── WORKING DATA ──

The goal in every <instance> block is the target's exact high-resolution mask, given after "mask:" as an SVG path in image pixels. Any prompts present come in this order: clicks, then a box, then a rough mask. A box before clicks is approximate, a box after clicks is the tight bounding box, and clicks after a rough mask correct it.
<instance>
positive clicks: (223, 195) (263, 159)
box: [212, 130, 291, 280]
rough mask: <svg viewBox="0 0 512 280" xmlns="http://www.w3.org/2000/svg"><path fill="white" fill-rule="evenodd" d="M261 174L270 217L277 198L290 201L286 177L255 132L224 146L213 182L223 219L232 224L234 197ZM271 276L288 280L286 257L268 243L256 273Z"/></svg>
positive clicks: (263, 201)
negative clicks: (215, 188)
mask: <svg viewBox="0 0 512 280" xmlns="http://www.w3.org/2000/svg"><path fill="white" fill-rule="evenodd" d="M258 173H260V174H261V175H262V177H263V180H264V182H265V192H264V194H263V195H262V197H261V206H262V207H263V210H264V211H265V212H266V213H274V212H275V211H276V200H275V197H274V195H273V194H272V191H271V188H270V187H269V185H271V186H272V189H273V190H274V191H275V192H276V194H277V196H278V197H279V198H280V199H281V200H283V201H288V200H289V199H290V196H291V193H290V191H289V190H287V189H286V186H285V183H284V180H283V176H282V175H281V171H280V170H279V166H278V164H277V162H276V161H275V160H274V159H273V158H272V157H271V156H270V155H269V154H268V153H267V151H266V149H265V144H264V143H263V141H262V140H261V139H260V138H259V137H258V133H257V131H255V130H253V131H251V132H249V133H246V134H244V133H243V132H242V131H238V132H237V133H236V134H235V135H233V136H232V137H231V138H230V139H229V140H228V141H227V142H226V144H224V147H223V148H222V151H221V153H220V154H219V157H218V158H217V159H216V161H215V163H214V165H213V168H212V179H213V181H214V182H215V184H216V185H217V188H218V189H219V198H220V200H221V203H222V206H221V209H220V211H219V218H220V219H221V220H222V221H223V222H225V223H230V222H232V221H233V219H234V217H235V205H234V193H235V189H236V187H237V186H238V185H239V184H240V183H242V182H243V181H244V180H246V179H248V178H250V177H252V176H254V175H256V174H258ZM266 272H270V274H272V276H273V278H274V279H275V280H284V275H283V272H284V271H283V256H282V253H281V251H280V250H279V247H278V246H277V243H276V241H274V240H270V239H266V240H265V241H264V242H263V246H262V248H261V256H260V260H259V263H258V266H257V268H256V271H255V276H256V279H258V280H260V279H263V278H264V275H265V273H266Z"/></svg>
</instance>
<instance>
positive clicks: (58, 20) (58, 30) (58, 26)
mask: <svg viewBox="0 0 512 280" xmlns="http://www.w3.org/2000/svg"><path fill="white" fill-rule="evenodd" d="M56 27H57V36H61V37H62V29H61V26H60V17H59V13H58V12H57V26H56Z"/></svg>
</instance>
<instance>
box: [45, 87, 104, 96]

───

**INSTRUCTIONS TO FOLLOW:** Copy every one of the lines above word for word, without changing anything.

**TASK OUTPUT:**
The goal in every <instance> block is the target's exact high-resolution mask, given after "mask:" as an SVG path in image pixels. Any prompts present come in this order: clicks, then a box, then a rough mask. A box before clicks is approximate, a box after clicks is the tight bounding box, and clicks after a rough mask correct it.
<instance>
positive clicks: (223, 195) (263, 159)
box: [212, 130, 291, 280]
rough mask: <svg viewBox="0 0 512 280" xmlns="http://www.w3.org/2000/svg"><path fill="white" fill-rule="evenodd" d="M261 174L270 217L277 198L290 201L286 177L255 132L224 146L213 182L223 219L232 224L234 197ZM271 276L288 280L286 257L268 243L256 273Z"/></svg>
positive clicks: (263, 201)
negative clicks: (215, 188)
mask: <svg viewBox="0 0 512 280" xmlns="http://www.w3.org/2000/svg"><path fill="white" fill-rule="evenodd" d="M258 173H260V174H261V175H262V177H263V180H264V182H265V192H264V194H263V195H262V197H261V206H262V207H263V210H264V211H265V212H266V213H274V212H275V211H276V200H275V197H274V195H273V194H272V191H271V188H270V187H269V185H271V186H272V189H273V190H274V191H275V192H276V194H277V196H278V197H279V198H280V199H281V200H283V201H288V200H289V199H290V196H291V193H290V191H289V190H287V189H286V186H285V183H284V180H283V176H282V175H281V171H280V170H279V166H278V164H277V162H276V161H275V160H274V159H273V158H272V157H271V156H270V155H269V154H268V153H267V151H266V149H265V144H264V143H263V141H262V140H261V139H260V138H259V137H258V133H257V131H255V130H253V131H251V132H249V133H246V134H244V133H243V132H242V131H238V132H237V133H236V134H235V135H233V136H232V137H231V138H230V139H229V140H228V141H227V142H226V144H224V147H223V148H222V151H221V153H220V154H219V157H218V158H217V159H216V161H215V163H214V165H213V168H212V179H213V181H214V182H215V184H216V185H217V188H218V189H219V198H220V200H221V203H222V206H221V209H220V211H219V218H220V219H221V220H222V221H223V222H225V223H230V222H232V221H233V219H234V217H235V205H234V193H235V189H236V187H237V186H238V185H239V184H240V183H242V182H243V181H244V180H246V179H248V178H250V177H252V176H254V175H256V174H258ZM266 272H270V274H272V276H273V278H274V279H275V280H284V275H283V272H284V271H283V256H282V253H281V251H280V250H279V247H278V246H277V243H276V241H274V240H270V239H266V240H265V241H264V242H263V246H262V248H261V256H260V260H259V263H258V266H257V268H256V271H255V276H256V279H258V280H260V279H263V278H264V275H265V273H266Z"/></svg>
</instance>
<instance>
positive clicks: (58, 20) (58, 30) (58, 26)
mask: <svg viewBox="0 0 512 280" xmlns="http://www.w3.org/2000/svg"><path fill="white" fill-rule="evenodd" d="M56 27H57V36H61V37H62V29H61V26H60V17H59V13H58V12H57V26H56Z"/></svg>
</instance>
<instance>
box: [45, 87, 104, 96]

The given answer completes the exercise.